**Selection**:
========

Gosh Algebra was so long ago. I just saw a problem and figured it out but cant figure out how to get binomials to a problem.
How do you take 2x^2 - x - 6 and get it into (2x + 3) (x-2)
I know how to FOIL and get it into 2x^2 -x -6, but I cant reverse.
Thanks guys... no rude comments please!
2007-12-30 05:26:12 · 5 answers · asked by Anonymous in Science & Mathematics ➔ Mathematics
Hi,
Here is my explanation of how to factor trinomials. I did your problem at the beginning.
On every type of factoring problem ALWAYS look first for a GCF, a greatest common factor. There won't always be one, but if there is, you should divide it out first. A GCF will carry along through the problem and be the first thing in an answer with a GCF.
I' m going to explain factoring trinomials the way that I teach it, which is probably different from what you've done. Try to follow the steps. This method will work on any trinomial.
2x² - x - 6 Look for a GCF None this time. If there was one, factor it out. Then temporarily start both parentheses with the first number and variable.
(2x.......)(2x..........) First sign goes in first parentheses.
(2x..-....)(2x..........) Product of signs goes in 2nd parentheses.
(2x..-....)(2x...+.....) <== plus is because neg x neg = positive
Now multiply your first and third numbers together. Ignore their signs - you've already done them. 2 x 6 = 12 So, out to the side list pairs of factors of 12.
12
------
1, 12
2, 6
3, 4
Now you want to pick which factors go in your parentheses, using these rules:
If the signs you put on your parentheses are the SAME, find the factors that ADD up to the middle number in the problem.
If the signs you put on your parentheses are the DIFFERENT, find the factors that SUBTRACT to the middle number in the problem. (Note you look at signs in the parentheses, not in the problem.)
(2x..-....)(2x...+.....) Your signs are different, so you want to subtract factors to get 1. Those factors are 3 and 4. When you put the numbers in the parentheses, the bigger number is pushy - it always goes first. So your factors now are:
(2x..-.4)(2x.+.3)
Now you have to reduce either or both parentheses by dividing each parentheses' terms by the largest possible divisor. In our problem, the first parentheses is divisible by 2 but the second parentheses does not reduce.
(2x..-.4)(2x.+.3)
----------
......2..... This reduces to your final factors of
(x - 2)(2x + 3) <== YOUR ANSWER
3y² - 13y - 10 Look for a GCF None this time. If there was one, factor it out. Then temporarily start both parentheses with the first number and variable.
(3y.......)(3y..........) First sign goes in first parentheses.
(3y..-....)(3y..........) Product of signs goes in 2nd parentheses.
(3y..-....)(3y...+.....) <== plus is because neg x neg = positive
Now multiply your first and third numbers together. Ignore their signs - you've already done them. 3 x 10 = 30 So, out to the side list pairs of factors of 30.

========

**Instruction 1**: Can you transcribe the lines of the records word for word, starting with the line that contains "Please point out the wet" and going on through the last line of the records?

Records
========

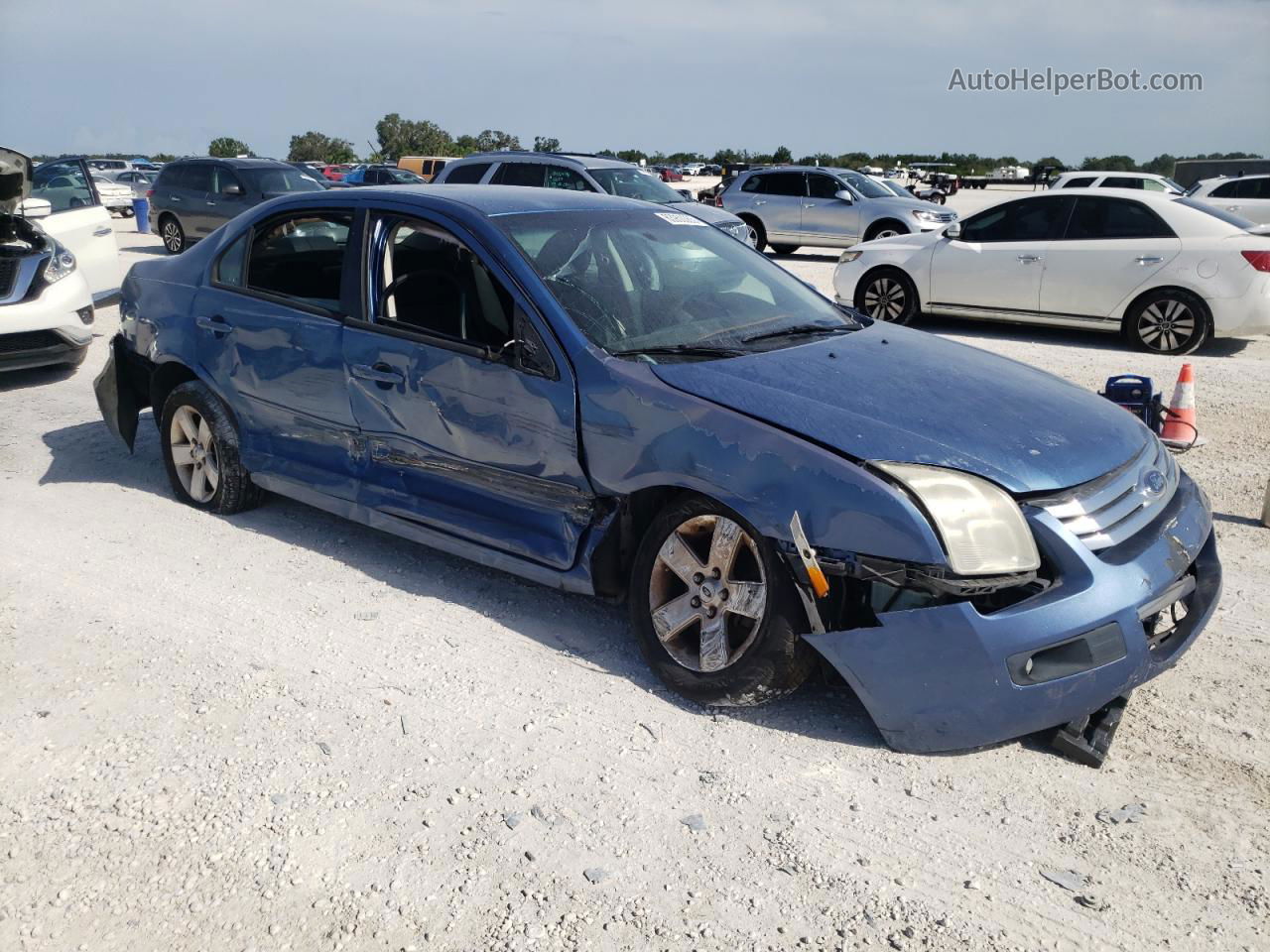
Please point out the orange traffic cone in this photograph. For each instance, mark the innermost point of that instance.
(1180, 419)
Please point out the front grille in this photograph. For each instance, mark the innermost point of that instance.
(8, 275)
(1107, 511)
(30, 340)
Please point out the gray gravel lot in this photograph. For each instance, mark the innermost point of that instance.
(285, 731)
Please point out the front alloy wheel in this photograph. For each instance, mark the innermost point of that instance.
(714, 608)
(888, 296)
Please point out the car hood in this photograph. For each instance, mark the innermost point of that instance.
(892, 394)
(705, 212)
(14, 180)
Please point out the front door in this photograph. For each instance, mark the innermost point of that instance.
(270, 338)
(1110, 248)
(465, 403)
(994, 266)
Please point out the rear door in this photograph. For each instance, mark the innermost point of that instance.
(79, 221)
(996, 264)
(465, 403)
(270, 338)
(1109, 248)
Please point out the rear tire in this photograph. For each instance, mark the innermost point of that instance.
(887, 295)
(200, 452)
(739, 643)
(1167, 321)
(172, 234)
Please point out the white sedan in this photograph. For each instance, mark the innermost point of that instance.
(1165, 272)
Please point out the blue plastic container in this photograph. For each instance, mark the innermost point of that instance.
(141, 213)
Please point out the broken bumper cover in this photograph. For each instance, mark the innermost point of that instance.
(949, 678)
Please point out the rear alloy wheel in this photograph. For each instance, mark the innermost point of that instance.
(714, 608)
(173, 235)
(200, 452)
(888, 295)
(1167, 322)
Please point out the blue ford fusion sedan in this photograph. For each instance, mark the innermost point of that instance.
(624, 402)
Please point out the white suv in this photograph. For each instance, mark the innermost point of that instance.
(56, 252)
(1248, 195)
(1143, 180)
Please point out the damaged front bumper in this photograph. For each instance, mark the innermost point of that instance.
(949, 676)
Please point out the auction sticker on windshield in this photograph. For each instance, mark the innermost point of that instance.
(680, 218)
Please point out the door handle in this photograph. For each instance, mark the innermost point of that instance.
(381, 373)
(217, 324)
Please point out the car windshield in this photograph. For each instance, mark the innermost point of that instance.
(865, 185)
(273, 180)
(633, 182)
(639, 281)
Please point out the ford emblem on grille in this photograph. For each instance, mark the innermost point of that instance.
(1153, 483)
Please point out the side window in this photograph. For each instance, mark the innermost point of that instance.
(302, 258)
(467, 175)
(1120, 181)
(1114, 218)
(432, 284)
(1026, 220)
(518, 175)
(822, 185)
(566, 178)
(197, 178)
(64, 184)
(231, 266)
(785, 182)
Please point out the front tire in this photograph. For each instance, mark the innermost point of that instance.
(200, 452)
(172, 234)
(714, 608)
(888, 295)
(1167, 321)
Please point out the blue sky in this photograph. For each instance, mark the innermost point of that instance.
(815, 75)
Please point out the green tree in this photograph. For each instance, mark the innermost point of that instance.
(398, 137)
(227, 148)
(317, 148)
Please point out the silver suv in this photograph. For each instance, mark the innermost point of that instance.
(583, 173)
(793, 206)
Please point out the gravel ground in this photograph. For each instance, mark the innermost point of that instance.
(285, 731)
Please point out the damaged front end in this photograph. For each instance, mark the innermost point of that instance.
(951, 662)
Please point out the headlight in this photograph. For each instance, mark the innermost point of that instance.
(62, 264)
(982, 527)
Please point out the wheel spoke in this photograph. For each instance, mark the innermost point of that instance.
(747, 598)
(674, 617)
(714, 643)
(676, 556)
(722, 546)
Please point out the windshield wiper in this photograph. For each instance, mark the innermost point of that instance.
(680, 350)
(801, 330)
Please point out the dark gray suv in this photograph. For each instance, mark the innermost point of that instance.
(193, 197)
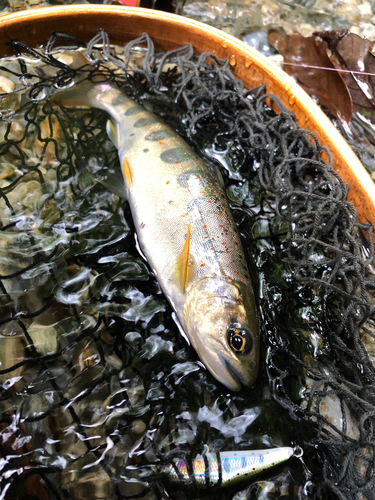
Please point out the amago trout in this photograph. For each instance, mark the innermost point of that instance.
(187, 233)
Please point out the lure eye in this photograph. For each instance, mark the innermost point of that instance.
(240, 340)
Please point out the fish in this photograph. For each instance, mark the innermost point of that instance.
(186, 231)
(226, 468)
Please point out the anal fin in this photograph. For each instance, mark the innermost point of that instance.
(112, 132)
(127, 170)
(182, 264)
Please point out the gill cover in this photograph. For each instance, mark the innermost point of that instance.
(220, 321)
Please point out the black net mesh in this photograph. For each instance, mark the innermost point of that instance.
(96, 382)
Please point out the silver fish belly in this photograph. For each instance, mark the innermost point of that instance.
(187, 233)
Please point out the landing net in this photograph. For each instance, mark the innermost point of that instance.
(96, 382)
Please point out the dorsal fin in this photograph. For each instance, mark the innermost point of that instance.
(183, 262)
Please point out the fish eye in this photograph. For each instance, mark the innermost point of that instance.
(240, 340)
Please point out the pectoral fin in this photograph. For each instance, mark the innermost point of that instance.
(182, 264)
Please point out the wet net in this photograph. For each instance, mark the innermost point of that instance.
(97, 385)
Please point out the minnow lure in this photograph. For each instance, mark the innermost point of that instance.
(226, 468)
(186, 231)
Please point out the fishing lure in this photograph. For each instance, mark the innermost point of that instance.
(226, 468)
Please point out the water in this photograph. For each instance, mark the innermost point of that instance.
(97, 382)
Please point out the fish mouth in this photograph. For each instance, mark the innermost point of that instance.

========

**Instruction 2**:
Answer these questions about the thread on factoring trinomials:
(a) What should you always look for first on every type of factoring problem?
(b) If the signs in the parentheses are different, what do you do with the factors to reach the middle number?
(c) When you put the numbers in the parentheses, which one goes first?

**Correct result 1**:
Please point out the wet net in this photograph. For each instance, mark the innermost point of that instance.
(97, 385)
Please point out the minnow lure in this photograph. For each instance, mark the innermost point of that instance.
(226, 468)
(186, 231)
Please point out the fishing lure in this photograph. For each instance, mark the innermost point of that instance.
(226, 468)
Please point out the water in this photograph. For each instance, mark the innermost point of that instance.
(97, 382)
Please point out the fish mouth in this photograph. For each instance, mark the innermost point of that instance.

**Correct result 2**:
(a) A GCF, a greatest common factor.
(b) You find the factors that subtract to the middle number.
(c) The bigger number.